CONSIGNE: Poursuivez le passage sur l'histoire de l'enseignement professionnel en partant de sa dernière phrase.

EXTRAIT DU TEXTE:
▼
La suite de l’histoire de l’enseignement professionnel est plus connue. La réforme Berthoin de 1959 vise à une unification du système éducatif et fixe un système d’orientation distribué en cinq paliers. L’enseignement technique court est alors dispensé dans des Collèges d’enseignement technique (C.E.T) devenus des lycées d’enseignement professionnel (LEP) en 1976. En novembre 1985, la rénovation de la voie professionnelle aboutit à la création du baccalauréat professionnel et transforme les L.E.P. en L.P. (Lycée professionnel) dans le but de leur conférer une « égale dignité » avec les lycées classiques et technologiques.
▲
DONNÉES FOURNIES:
▼
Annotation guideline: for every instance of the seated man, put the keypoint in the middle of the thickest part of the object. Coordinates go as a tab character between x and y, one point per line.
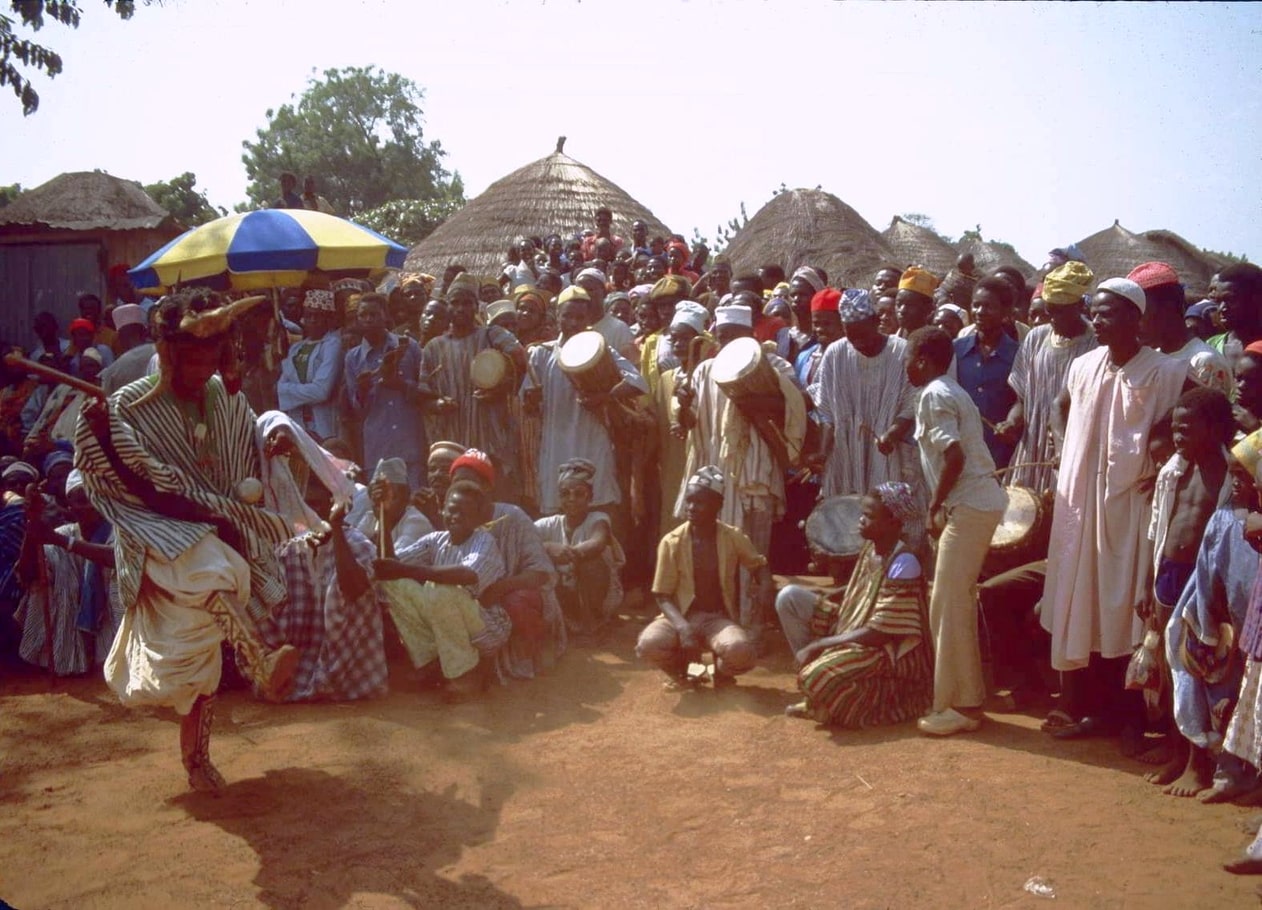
▲
RÉPONSE:
Depuis 2022, il semble que l’histoire des LP fasse un grand bond en arrière . En juillet , les lycées professionnels ne sont plus exclusivement administrés par l’éducation nationale, et sont placés sous la tutelle de Carole Grandjean, ministre déléguée auprès du ministre du Travail, du Plein emploi et de l’Insertion et du ministre de l’Éducation nationale et de la Jeunesse, chargée de l’Enseignement et de la Formation professionnels. Voilà donc les LP sortis du giron exclusif de l’Éducation nationale. Plus récemment, en demandant un élargissement des compétences régionales en matière d’éducation, et en voulant transformer les LP en établissements publics locaux d’enseignement régional, la présidente de la région Île-de-France s’apprête à nous faire revenir un siècle en arrière. C’est à dire, au temps des formations professionnelles disparates et durant lequel on se questionnait sur les visées de l’enseignement professionnel à des fins seulement utilitaristes .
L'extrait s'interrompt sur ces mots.